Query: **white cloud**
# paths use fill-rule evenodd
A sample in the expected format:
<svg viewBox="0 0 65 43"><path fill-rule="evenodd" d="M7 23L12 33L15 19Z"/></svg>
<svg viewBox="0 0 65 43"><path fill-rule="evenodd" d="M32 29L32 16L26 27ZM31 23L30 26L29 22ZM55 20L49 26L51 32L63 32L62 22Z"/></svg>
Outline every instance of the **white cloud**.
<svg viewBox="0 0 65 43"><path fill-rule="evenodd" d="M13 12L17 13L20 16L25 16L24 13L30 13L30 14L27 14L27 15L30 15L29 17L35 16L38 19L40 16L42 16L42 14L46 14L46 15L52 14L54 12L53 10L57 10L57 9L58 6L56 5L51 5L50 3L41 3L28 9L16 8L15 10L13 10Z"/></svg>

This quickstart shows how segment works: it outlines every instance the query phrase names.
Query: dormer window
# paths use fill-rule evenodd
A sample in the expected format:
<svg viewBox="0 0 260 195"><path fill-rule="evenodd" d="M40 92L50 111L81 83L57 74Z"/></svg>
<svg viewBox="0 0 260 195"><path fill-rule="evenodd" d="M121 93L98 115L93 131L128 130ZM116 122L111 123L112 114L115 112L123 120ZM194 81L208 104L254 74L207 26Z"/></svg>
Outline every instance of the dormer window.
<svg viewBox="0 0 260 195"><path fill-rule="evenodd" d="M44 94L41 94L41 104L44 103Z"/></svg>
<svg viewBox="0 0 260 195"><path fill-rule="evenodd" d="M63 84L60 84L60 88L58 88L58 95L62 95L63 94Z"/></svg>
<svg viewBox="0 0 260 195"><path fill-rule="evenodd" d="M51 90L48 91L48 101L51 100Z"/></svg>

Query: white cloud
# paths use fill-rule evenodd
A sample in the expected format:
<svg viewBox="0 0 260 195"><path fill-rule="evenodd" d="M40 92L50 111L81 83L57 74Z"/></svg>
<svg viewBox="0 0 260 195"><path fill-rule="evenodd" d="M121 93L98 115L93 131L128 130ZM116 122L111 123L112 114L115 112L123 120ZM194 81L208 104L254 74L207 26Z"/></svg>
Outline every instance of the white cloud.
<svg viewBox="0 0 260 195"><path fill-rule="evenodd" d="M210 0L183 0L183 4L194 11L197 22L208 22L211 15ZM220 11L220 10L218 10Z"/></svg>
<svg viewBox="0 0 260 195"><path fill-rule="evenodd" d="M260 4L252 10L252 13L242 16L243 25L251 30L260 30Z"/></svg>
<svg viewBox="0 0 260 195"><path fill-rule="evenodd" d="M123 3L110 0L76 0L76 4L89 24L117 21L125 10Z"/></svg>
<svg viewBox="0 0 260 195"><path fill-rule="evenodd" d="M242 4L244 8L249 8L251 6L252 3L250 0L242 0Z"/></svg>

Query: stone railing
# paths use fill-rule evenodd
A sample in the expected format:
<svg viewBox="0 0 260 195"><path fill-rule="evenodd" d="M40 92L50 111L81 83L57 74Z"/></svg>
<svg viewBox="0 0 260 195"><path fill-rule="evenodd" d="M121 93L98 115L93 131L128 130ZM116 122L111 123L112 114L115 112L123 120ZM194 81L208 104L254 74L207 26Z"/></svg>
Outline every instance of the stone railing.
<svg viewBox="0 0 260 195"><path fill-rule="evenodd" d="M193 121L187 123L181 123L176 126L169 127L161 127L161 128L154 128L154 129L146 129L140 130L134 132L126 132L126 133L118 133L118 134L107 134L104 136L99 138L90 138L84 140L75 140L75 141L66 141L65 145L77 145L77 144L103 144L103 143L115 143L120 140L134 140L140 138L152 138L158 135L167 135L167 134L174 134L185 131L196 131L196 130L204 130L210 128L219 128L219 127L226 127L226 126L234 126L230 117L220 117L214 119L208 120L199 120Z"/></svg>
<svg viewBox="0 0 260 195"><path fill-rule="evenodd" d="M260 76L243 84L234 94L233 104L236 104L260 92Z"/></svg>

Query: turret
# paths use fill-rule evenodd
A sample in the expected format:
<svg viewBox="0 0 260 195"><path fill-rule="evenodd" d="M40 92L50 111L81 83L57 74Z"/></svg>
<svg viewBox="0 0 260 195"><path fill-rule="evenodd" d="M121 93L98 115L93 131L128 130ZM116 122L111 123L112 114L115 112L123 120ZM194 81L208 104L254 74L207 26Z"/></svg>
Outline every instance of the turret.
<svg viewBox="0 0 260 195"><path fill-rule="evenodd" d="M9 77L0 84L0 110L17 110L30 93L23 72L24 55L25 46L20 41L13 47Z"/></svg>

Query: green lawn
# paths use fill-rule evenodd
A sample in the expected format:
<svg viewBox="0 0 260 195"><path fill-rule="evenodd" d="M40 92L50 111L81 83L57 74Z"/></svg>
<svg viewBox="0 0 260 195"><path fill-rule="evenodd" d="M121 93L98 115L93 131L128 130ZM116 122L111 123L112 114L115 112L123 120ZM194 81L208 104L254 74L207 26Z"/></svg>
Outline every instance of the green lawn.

□ □ □ □

EXERCISE>
Rewrite all of the data above, putting "required format" wherever "expected format" occurs and leaving every other character unchanged.

FULL RESPONSE>
Query: **white cloud**
# paths use fill-rule evenodd
A sample in the required format:
<svg viewBox="0 0 65 43"><path fill-rule="evenodd" d="M7 23L12 33L15 19Z"/></svg>
<svg viewBox="0 0 65 43"><path fill-rule="evenodd" d="M32 29L32 16L26 27ZM31 23L30 26L29 22ZM55 20L49 26L51 32L63 32L62 22Z"/></svg>
Outline every instance of the **white cloud**.
<svg viewBox="0 0 65 43"><path fill-rule="evenodd" d="M13 12L17 13L20 16L25 16L24 13L30 13L30 14L27 14L27 15L30 15L29 17L35 16L38 19L40 16L42 16L42 14L46 14L46 15L52 14L54 12L53 10L57 10L57 9L58 6L56 5L51 5L50 3L41 3L28 9L16 8L15 10L13 10Z"/></svg>

This quickstart shows how segment works: it outlines every instance the query phrase names.
Query: dormer window
# paths use fill-rule evenodd
A sample in the required format:
<svg viewBox="0 0 260 195"><path fill-rule="evenodd" d="M40 92L50 111L81 83L57 74Z"/></svg>
<svg viewBox="0 0 260 195"><path fill-rule="evenodd" d="M121 93L98 115L93 131L128 130ZM116 122L111 123L112 114L115 112L123 120ZM194 81L208 104L254 74L207 26Z"/></svg>
Outline every instance of the dormer window.
<svg viewBox="0 0 260 195"><path fill-rule="evenodd" d="M44 94L41 94L41 104L44 103Z"/></svg>
<svg viewBox="0 0 260 195"><path fill-rule="evenodd" d="M63 84L60 84L60 88L58 88L58 95L62 95L63 94Z"/></svg>
<svg viewBox="0 0 260 195"><path fill-rule="evenodd" d="M51 90L48 91L48 101L51 100Z"/></svg>

Query: white cloud
# paths use fill-rule evenodd
A sample in the required format:
<svg viewBox="0 0 260 195"><path fill-rule="evenodd" d="M40 92L50 111L81 83L57 74Z"/></svg>
<svg viewBox="0 0 260 195"><path fill-rule="evenodd" d="M121 93L98 115L93 131L128 130ZM116 122L111 123L112 114L115 112L123 120ZM194 81L208 104L254 74L207 26Z"/></svg>
Outline every instance of the white cloud.
<svg viewBox="0 0 260 195"><path fill-rule="evenodd" d="M210 0L183 0L183 4L194 11L197 22L208 22L211 15ZM220 11L220 10L218 10Z"/></svg>
<svg viewBox="0 0 260 195"><path fill-rule="evenodd" d="M260 4L252 10L252 13L242 16L243 25L251 30L260 30Z"/></svg>
<svg viewBox="0 0 260 195"><path fill-rule="evenodd" d="M123 3L110 0L76 0L76 4L89 24L117 21L125 10Z"/></svg>
<svg viewBox="0 0 260 195"><path fill-rule="evenodd" d="M242 4L244 8L249 8L251 6L252 3L250 0L242 0Z"/></svg>

Query: stone railing
# paths use fill-rule evenodd
A sample in the required format:
<svg viewBox="0 0 260 195"><path fill-rule="evenodd" d="M40 92L50 111L81 83L57 74Z"/></svg>
<svg viewBox="0 0 260 195"><path fill-rule="evenodd" d="M121 93L98 115L93 131L128 130ZM116 122L111 123L112 114L115 112L123 120ZM194 81L208 104L254 74L207 26Z"/></svg>
Outline every instance of the stone railing.
<svg viewBox="0 0 260 195"><path fill-rule="evenodd" d="M193 121L187 123L181 123L176 126L169 127L161 127L161 128L154 128L154 129L146 129L140 130L134 132L126 132L126 133L118 133L118 134L107 134L104 136L99 138L90 138L84 140L75 140L75 141L66 141L65 145L77 145L77 144L103 144L103 143L115 143L120 140L134 140L140 138L152 138L158 135L167 135L167 134L174 134L185 131L196 131L196 130L204 130L210 128L219 128L219 127L226 127L226 126L234 126L230 117L220 117L214 119L208 120L199 120Z"/></svg>
<svg viewBox="0 0 260 195"><path fill-rule="evenodd" d="M260 76L243 84L234 94L233 104L236 104L260 92Z"/></svg>

Query: turret
# paths use fill-rule evenodd
A sample in the required format:
<svg viewBox="0 0 260 195"><path fill-rule="evenodd" d="M40 92L50 111L81 83L57 74Z"/></svg>
<svg viewBox="0 0 260 195"><path fill-rule="evenodd" d="M121 93L98 115L93 131L128 130ZM116 122L111 123L112 114L115 112L123 120ZM194 81L208 104L254 74L207 26Z"/></svg>
Outline every instance of the turret.
<svg viewBox="0 0 260 195"><path fill-rule="evenodd" d="M9 77L0 84L0 110L17 110L30 93L23 72L24 55L25 46L20 41L13 47Z"/></svg>

Query: green lawn
# paths use fill-rule evenodd
A sample in the required format:
<svg viewBox="0 0 260 195"><path fill-rule="evenodd" d="M40 92L50 111L81 83L57 74Z"/></svg>
<svg viewBox="0 0 260 195"><path fill-rule="evenodd" d="M121 93L98 115L93 131L128 130ZM116 122L111 123L112 114L115 112L123 120ZM194 81L208 104L254 74L207 26Z"/></svg>
Outline every instance of the green lawn.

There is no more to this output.